What to do
Transcribe the following material verbatim, preserving every line and character without alteration.

Exercise input
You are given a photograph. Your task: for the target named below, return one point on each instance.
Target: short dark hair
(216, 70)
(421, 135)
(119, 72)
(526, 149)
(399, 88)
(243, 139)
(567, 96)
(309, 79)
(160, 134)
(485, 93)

Solution below
You are given a photograph. Your task: for the target named below, return one point on each instance.
Target: short dark hair
(216, 70)
(421, 135)
(119, 72)
(526, 149)
(399, 88)
(243, 139)
(567, 96)
(309, 79)
(160, 134)
(485, 93)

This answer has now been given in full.